+++ Document extract

Month: August 2010

HCIR 2010: Bigger and Better than Ever!

Post author By Daniel Tunkelang
Post date August 27, 2010
6 Comments on HCIR 2010: Bigger and Better than Ever!

Last Sunday was HCIR 2010, the Fourth Annual Workshop on Human-Computer Interaction and Information Retrieval, held at Rutgers University in New Brunswick, collocated with the Information Interaction in Context Symposium (IIiX 2010).

With 70 registered attendees, it was the biggest HCIR workshop we have held. Rutgers was a gracious host, providing space not only for the all-day workshop but also for a welcome reception the night before.

And, based on an informal survey of participants, I can say with some semblance of objectivity that this was the best HCIR workshop to date.

The opening “poster boaster” session was particularly energetic. There was no award for best boaster, but Cathal Hoare won an ovation by delivering his boaster as a poem:

If a picture is worth a thousand words

Surely to query formulation a photo affords

The ability to ask ‘what is that’ in ways that are many

But for years we have asked how can-we

Narrow the search space so that in reasonable time

We can use images to answer questions that are yours and mine

In my humble poster I will describe

How recent technology and users prescribe

A solution that allows me to point and click

And get answers so that I don’t feel so thick

About my location and my environment

And to my touristic explorations bring some enjoyment

Now if after all that you feel rather dazed

Please come by my poster and see if you are amazed….

As in past years, we enlisted a rock-star keynote speaker–this time, Google UX researcher Dan Russell. His slides hardly do justice to his talk–especially without the audio and video–but I’ve embedded them here so that you can get a flavor for his presentation on how we need to do more to improve the searcher.

http://static.slidesharecdn.com/swf/ssplayer2.swf?doc=hcir-keynote-talk-russell-aug-22-2010-100827000301-phpapp01&stripped_title=dan-russell-search-quality-and-user-happiness

We accepted six papers for the presentation sessions–sadly, one of the presenters could not make it because of visa issues. The five presentations covered a variety of topics relating to tools, models, and evaluation for HCIR. The most intriguing of these (to me, at least) was a presentation by Max Wilson about “casual-leisure searching”–which he argues breaks our current models of exploratory search. Check out the slides below, as well as Erica Naone’s article in Technology Review on “Searching for Fun“.

++++++
+++ Dataset

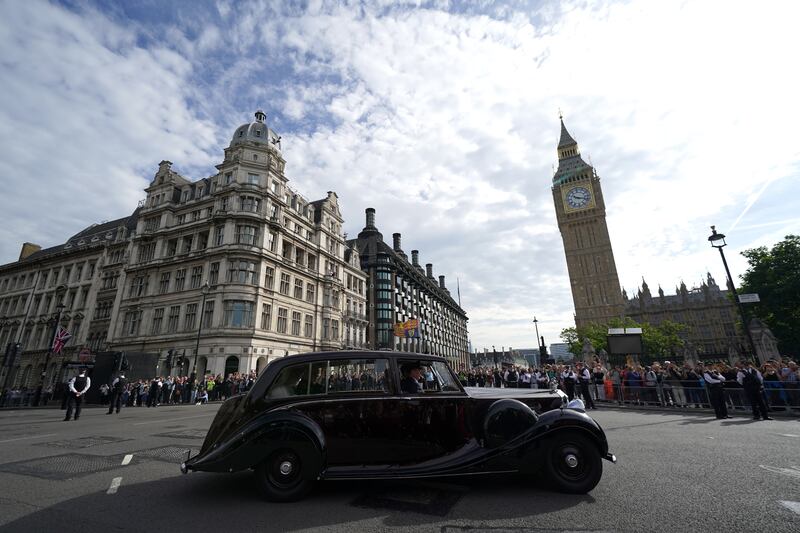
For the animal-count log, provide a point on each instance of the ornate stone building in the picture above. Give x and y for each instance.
(708, 312)
(399, 291)
(259, 270)
(581, 216)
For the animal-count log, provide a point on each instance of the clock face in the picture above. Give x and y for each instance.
(578, 197)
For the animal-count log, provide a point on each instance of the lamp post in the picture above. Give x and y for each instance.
(717, 240)
(60, 290)
(204, 289)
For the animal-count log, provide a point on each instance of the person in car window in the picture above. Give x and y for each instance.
(412, 374)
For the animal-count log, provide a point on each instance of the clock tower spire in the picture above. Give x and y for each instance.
(581, 216)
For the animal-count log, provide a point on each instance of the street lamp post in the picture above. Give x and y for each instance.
(717, 240)
(60, 290)
(204, 289)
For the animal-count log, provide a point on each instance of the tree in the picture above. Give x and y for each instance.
(775, 276)
(658, 341)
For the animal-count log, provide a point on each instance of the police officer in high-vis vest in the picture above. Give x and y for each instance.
(117, 388)
(77, 388)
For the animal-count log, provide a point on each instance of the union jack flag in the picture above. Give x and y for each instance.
(60, 339)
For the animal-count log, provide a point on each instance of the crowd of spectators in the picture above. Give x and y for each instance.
(660, 384)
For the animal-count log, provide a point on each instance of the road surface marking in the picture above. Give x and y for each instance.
(115, 483)
(791, 472)
(32, 437)
(172, 419)
(792, 506)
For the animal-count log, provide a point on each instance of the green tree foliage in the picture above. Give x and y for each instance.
(657, 341)
(775, 276)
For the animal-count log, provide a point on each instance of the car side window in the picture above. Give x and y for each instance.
(357, 375)
(293, 380)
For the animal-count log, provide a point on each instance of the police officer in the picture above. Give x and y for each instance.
(714, 381)
(583, 379)
(117, 388)
(753, 383)
(77, 388)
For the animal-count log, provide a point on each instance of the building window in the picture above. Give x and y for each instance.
(158, 318)
(298, 289)
(283, 315)
(250, 204)
(295, 323)
(310, 293)
(197, 277)
(130, 324)
(242, 272)
(208, 314)
(285, 284)
(213, 274)
(174, 317)
(238, 314)
(190, 317)
(266, 316)
(163, 285)
(246, 234)
(180, 278)
(269, 278)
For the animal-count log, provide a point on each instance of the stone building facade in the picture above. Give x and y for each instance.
(399, 290)
(258, 270)
(581, 216)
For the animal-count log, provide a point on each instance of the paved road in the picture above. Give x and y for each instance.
(677, 472)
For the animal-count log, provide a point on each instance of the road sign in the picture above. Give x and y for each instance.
(749, 298)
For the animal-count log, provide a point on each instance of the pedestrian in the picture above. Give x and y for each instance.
(77, 387)
(568, 376)
(118, 387)
(584, 377)
(753, 383)
(715, 381)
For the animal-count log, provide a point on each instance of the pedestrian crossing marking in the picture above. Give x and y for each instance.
(115, 483)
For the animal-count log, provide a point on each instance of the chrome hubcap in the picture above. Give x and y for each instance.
(285, 468)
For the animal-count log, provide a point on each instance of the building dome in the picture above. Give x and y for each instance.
(256, 132)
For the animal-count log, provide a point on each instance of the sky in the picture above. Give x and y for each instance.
(443, 116)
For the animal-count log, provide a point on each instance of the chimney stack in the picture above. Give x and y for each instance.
(396, 241)
(27, 249)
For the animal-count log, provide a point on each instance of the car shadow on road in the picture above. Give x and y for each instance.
(198, 499)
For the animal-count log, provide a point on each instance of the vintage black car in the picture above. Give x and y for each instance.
(388, 415)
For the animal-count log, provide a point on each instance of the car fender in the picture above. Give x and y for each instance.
(261, 437)
(506, 420)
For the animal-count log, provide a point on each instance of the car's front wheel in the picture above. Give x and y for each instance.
(281, 477)
(573, 463)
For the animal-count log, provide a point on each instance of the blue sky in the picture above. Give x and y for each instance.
(443, 116)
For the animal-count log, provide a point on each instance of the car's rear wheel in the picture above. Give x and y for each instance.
(573, 463)
(281, 477)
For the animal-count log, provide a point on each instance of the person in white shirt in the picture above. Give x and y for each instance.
(714, 382)
(77, 388)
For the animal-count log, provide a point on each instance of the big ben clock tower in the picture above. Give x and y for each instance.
(581, 215)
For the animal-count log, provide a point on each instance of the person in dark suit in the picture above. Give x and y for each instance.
(412, 375)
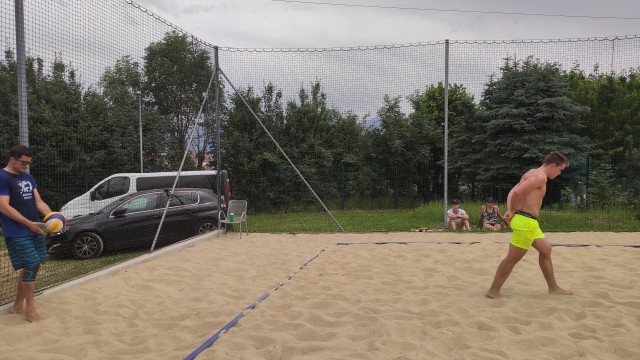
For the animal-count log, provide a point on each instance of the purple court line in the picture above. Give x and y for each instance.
(235, 320)
(408, 242)
(584, 245)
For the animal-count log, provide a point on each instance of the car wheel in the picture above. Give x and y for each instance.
(87, 245)
(206, 226)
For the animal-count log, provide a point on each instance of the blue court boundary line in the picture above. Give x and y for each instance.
(408, 242)
(474, 242)
(235, 320)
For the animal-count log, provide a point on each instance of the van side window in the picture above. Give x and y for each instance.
(184, 198)
(113, 187)
(154, 182)
(140, 203)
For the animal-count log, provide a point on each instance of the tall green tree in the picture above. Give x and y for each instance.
(248, 152)
(427, 135)
(121, 89)
(525, 114)
(613, 124)
(177, 74)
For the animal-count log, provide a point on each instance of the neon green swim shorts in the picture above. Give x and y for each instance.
(525, 231)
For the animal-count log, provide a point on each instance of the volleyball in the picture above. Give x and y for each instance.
(54, 222)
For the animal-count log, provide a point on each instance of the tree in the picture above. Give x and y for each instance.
(120, 87)
(177, 75)
(427, 135)
(523, 115)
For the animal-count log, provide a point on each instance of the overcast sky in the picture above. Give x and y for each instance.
(314, 24)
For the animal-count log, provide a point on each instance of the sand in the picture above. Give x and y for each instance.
(361, 301)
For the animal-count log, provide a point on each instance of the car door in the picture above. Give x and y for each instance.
(134, 222)
(180, 221)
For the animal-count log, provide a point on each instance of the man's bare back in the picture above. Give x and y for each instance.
(531, 201)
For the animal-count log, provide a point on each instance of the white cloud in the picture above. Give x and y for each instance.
(276, 24)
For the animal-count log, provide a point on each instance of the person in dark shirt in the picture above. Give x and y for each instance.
(490, 217)
(22, 230)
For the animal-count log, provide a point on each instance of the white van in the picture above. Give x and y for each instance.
(118, 185)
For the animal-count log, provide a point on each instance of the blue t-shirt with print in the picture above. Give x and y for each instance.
(19, 188)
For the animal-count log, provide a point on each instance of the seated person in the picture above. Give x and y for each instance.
(490, 216)
(458, 218)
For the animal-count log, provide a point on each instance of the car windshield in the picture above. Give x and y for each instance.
(111, 205)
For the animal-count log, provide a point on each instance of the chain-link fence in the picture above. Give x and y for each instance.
(113, 89)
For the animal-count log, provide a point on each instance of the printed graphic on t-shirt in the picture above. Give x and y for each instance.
(26, 189)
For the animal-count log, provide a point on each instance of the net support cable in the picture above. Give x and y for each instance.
(281, 150)
(184, 157)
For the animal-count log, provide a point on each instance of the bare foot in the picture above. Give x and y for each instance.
(560, 291)
(14, 310)
(32, 316)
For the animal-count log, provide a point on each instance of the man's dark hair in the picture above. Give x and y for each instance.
(20, 150)
(555, 158)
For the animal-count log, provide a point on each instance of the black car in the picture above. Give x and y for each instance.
(132, 222)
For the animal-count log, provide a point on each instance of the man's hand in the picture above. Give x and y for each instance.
(507, 216)
(36, 227)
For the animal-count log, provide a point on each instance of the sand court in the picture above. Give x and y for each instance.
(359, 301)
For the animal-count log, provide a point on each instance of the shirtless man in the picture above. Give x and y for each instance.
(523, 207)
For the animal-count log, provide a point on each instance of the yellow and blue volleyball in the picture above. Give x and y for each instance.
(54, 222)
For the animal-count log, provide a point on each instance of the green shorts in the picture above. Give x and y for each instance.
(525, 231)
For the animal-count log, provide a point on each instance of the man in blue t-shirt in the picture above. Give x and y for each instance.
(21, 227)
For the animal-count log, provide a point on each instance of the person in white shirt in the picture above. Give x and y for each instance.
(458, 218)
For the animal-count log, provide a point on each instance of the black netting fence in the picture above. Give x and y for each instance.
(114, 94)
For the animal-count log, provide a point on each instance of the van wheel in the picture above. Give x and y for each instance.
(206, 226)
(87, 245)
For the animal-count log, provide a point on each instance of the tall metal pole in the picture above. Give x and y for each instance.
(23, 115)
(218, 123)
(140, 126)
(446, 131)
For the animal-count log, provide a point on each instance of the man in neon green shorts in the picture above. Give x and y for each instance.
(523, 207)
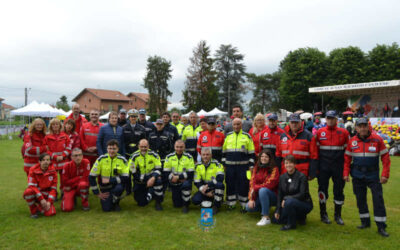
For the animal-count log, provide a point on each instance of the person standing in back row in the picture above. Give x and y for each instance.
(331, 143)
(362, 162)
(237, 112)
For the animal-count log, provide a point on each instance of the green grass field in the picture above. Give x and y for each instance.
(136, 227)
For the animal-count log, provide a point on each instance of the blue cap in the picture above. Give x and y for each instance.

++++++

» What to work on
Name every person mentioned by name in the HCIR 2010 workshop post.

» Result of the exercise
Daniel Tunkelang
Cathal Hoare
Dan Russell
Max Wilson
Erica Naone